## BEGIN

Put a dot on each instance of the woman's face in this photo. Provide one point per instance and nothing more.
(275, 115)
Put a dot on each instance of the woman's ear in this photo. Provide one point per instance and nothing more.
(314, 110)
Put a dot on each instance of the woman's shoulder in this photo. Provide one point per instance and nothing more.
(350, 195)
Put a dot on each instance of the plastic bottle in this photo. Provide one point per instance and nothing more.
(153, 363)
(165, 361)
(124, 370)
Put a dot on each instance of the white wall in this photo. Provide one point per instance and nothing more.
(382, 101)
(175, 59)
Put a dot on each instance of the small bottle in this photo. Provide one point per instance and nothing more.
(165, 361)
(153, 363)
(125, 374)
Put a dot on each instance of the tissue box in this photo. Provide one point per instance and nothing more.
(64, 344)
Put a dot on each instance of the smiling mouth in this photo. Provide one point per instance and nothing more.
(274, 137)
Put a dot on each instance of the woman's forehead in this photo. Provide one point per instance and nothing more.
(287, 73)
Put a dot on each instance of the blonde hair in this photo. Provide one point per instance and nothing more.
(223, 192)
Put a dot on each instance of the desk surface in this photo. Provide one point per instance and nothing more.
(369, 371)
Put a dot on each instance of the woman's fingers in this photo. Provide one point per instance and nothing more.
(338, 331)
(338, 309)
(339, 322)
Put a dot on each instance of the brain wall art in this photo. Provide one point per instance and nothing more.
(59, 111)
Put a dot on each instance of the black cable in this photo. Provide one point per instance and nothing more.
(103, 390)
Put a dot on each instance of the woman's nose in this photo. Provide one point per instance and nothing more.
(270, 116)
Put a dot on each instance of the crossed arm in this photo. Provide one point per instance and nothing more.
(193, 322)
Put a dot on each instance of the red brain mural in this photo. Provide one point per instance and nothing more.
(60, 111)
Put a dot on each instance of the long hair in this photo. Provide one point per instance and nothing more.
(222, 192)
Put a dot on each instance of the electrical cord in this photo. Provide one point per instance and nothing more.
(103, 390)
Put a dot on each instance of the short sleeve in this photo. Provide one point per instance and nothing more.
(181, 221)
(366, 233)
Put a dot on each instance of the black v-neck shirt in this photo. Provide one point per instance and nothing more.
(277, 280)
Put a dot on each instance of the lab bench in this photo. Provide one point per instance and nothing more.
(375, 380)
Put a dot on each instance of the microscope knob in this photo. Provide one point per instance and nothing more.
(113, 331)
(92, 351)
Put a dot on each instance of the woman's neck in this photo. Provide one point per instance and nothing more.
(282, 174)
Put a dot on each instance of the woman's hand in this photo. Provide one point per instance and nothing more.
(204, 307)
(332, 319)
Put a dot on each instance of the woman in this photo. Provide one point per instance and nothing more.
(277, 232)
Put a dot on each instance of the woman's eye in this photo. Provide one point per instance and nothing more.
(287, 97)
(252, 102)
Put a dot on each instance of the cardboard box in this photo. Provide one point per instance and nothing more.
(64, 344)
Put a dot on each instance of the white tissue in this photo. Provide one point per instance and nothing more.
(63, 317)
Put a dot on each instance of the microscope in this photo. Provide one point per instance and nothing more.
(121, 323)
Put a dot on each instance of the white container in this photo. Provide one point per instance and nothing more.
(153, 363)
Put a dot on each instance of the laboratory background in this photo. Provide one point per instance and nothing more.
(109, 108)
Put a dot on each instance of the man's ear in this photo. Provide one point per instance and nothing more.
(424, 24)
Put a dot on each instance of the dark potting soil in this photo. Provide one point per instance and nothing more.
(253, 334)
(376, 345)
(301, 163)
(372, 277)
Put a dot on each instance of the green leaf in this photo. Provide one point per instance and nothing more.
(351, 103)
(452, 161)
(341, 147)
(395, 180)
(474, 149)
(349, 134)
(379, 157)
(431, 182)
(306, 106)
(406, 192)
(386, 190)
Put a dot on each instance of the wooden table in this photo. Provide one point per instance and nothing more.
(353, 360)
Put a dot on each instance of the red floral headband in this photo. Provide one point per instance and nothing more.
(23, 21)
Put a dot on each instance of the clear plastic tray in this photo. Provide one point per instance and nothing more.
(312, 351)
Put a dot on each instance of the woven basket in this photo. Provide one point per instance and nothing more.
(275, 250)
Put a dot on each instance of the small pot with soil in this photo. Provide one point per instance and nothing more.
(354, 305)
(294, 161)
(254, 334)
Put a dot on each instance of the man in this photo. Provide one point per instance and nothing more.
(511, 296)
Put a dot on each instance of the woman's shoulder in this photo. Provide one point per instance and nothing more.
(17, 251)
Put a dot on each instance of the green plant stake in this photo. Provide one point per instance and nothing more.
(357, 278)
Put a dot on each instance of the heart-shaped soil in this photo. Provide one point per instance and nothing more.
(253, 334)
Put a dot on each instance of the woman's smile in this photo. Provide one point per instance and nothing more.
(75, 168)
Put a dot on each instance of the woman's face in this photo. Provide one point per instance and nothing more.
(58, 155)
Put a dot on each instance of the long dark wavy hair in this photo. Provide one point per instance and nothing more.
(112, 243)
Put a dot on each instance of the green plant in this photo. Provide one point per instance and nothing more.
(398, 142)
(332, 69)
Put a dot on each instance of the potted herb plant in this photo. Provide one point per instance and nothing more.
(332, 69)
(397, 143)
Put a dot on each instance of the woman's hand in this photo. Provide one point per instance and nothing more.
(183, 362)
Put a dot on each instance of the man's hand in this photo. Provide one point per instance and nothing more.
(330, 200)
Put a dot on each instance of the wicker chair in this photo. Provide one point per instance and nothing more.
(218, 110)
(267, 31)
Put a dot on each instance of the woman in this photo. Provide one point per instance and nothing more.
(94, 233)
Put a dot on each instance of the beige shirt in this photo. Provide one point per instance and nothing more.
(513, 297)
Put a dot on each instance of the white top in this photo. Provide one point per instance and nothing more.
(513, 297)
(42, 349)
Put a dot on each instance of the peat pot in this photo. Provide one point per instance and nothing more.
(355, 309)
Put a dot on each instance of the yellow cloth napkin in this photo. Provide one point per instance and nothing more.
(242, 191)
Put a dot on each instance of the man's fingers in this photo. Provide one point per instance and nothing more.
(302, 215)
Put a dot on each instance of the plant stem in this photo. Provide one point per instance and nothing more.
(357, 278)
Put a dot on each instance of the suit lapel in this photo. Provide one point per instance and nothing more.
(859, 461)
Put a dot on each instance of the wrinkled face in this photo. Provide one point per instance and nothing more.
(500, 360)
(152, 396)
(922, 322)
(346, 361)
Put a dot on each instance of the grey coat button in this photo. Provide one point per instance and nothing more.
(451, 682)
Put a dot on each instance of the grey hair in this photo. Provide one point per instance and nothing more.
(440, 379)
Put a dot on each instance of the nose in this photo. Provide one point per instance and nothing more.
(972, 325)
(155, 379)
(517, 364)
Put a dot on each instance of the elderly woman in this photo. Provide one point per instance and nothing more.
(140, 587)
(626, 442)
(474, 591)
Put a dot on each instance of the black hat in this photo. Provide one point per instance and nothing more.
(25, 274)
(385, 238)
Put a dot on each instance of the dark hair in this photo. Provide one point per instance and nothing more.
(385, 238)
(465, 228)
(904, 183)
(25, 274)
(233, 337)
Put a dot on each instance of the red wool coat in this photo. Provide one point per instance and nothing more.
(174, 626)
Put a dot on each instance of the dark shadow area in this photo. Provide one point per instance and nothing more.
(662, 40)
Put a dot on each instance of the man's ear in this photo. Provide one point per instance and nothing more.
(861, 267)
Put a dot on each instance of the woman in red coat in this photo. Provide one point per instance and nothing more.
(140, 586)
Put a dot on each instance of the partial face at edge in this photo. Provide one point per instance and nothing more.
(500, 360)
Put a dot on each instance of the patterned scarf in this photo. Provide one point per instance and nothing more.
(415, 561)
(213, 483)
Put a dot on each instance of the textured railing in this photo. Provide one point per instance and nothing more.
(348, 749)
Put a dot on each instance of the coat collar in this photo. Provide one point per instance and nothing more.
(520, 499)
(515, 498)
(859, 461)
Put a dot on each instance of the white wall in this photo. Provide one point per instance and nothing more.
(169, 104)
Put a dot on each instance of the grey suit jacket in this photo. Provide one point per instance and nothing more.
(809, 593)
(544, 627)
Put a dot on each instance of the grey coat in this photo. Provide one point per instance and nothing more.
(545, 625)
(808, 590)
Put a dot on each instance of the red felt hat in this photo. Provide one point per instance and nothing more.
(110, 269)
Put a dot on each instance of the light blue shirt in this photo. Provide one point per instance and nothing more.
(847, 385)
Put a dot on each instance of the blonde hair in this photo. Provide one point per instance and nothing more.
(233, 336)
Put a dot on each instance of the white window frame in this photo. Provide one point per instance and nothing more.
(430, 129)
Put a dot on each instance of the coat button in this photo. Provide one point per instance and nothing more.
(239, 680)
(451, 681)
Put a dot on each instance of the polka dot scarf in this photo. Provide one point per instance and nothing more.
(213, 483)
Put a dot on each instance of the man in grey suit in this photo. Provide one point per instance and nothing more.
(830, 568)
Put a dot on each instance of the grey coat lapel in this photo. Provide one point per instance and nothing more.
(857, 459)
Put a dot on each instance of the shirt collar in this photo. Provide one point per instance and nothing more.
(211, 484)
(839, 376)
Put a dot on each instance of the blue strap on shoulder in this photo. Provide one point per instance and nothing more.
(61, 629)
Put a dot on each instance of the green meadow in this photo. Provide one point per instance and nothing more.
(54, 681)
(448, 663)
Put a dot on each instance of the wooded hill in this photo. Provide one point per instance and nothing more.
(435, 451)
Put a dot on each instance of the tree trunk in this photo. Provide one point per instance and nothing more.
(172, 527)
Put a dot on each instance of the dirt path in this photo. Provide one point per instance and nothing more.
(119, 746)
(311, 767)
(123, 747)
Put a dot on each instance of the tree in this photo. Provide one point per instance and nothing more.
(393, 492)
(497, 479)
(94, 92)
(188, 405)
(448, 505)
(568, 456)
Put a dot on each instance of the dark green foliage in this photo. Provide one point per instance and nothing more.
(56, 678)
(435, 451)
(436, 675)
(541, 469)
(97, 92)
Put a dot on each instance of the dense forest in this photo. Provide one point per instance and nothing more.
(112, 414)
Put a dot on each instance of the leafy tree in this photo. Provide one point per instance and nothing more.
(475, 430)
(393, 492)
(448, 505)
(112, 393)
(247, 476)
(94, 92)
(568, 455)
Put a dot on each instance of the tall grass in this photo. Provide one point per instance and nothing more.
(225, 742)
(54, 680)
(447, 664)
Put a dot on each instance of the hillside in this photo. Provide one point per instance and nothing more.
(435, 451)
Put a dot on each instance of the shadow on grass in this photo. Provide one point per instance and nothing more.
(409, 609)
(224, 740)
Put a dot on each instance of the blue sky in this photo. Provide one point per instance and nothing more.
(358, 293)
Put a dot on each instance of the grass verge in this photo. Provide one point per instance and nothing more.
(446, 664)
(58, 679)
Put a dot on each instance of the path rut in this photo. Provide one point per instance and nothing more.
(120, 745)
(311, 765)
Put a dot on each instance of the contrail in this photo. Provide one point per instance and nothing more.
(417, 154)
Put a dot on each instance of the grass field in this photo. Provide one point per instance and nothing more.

## END

* [To do]
Scale the records that begin at the line containing "Put a dot on each instance of the shadow" and run through the end of the records. Copy each request unchanged, and multiply every coordinate in the answers by 1.6, rounding to whole numbers with halves rounded up. Give only those lines.

* [Response to the exercise]
Put a dot on each instance of the shadow on grass in this photo. Provide one point per instance and nothing more.
(654, 974)
(358, 1184)
Put a dot on each instance of the blue sky in this photo. Provide one point per instance and nothing more.
(573, 469)
Put a dot on each instance of the grass verge in this photo. Provide one point per instance and nothing more.
(714, 1062)
(93, 1086)
Put a dot on each instance of the path rut in this photo. Provide one point per instance and nothing more.
(192, 1192)
(498, 1224)
Put a dot on each instance of the contrail in this photo. Provide one point per instance and nothing more.
(667, 246)
Put a dot on each instance of the grass field in this photo. Provide one point per instance and nothing more.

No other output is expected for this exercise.